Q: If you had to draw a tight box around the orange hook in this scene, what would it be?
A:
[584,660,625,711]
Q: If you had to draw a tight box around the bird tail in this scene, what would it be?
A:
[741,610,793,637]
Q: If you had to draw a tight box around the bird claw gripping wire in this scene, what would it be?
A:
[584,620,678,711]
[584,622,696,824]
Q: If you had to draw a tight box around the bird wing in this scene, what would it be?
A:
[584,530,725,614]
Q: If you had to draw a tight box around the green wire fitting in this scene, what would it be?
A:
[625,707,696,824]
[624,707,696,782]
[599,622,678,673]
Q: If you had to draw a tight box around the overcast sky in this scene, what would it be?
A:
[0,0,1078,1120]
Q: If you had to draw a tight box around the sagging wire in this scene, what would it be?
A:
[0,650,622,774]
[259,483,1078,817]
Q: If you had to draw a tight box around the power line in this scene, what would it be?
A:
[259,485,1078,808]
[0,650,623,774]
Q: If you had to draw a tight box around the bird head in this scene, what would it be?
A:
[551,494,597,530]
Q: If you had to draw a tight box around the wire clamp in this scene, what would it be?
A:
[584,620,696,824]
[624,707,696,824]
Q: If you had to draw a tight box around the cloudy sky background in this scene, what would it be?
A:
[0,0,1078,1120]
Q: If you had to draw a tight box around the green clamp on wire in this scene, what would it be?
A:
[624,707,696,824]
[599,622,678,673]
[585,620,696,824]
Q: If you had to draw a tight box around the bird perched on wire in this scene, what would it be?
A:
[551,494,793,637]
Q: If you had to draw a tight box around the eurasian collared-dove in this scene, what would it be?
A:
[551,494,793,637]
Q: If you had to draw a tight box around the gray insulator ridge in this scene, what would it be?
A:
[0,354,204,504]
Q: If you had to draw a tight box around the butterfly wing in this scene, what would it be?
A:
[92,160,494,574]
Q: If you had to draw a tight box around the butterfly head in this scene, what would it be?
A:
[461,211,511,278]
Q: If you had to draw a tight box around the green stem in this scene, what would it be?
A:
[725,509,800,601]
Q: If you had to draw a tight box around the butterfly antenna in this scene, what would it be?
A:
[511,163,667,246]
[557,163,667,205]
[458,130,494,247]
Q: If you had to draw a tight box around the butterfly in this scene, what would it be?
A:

→ Aim of the task
Copy the lines above, swapping every "in this scene" for "in this image" and keeping everything else unchanged.

→ Complete response
Q: If you had to draw a tight box around the orange hook in this image, what would it be?
A:
[584,660,625,711]
Q: If you had to draw a tight box around the bird tail in this image, what would it be?
A:
[741,610,793,637]
Q: If you had to draw a tight box around the bird claw gripping wire in this image, what would it be?
A:
[584,620,678,711]
[584,622,696,824]
Q: If you had to draw a tight box around the bird wing in this image, what would it be?
A:
[584,530,725,614]
Q: If you had to draw a tight box around the green wire fitting in this image, what would it be?
A:
[625,707,696,824]
[624,707,696,782]
[599,622,678,673]
Q: If you had to draw a tight box around the overcast sky in this image, what would it be?
A:
[0,0,1078,1120]
Q: If you had to draw a tight box around the sagging wire in this image, what would it be?
A:
[0,650,622,774]
[259,483,1078,817]
Q: If you had to draw a tight box around the power line in this image, what would it be?
A:
[259,485,1078,808]
[0,650,623,774]
Q: If you had to draw a tight box around the bird head in this image, what would it be?
A:
[551,494,597,530]
Q: If you had to draw a tight box around the wire clamp in this image, what would it be?
A:
[584,620,696,824]
[624,707,696,824]
Q: If you had to draw a tight box around the cloudy sky background in this image, what would it be?
A:
[0,0,1078,1120]
Q: If you had to draw a tight box around the green clamp on wire in this image, what would it be?
A:
[624,707,696,824]
[599,622,678,673]
[585,620,696,824]
Q: If you had to draw a tight box around the bird perched on wire in this image, what would it be?
A:
[551,494,793,637]
Q: If you had to draw a tight box around the eurasian collared-dove in this image, what would it be?
A:
[551,494,793,637]
Q: If you had to draw a tight box around the gray insulator ridge in this image, what would it be?
A:
[0,354,204,504]
Q: If you had to draw a tight box around the butterfly wing in this image, what would it be?
A:
[92,160,494,574]
Q: If you had to draw a tight box around the butterfly head in this image, what would it be?
A:
[461,211,511,278]
Q: If you had to draw a tight box around the green stem in this image, what would it be?
A:
[725,509,800,601]
Q: If you had to draw a tight box around the butterfly antenna in this image, what would it be?
A:
[511,163,667,246]
[557,163,667,205]
[458,130,494,247]
Q: If you had to draw a tight box around the butterfly in this image, what would it be?
A:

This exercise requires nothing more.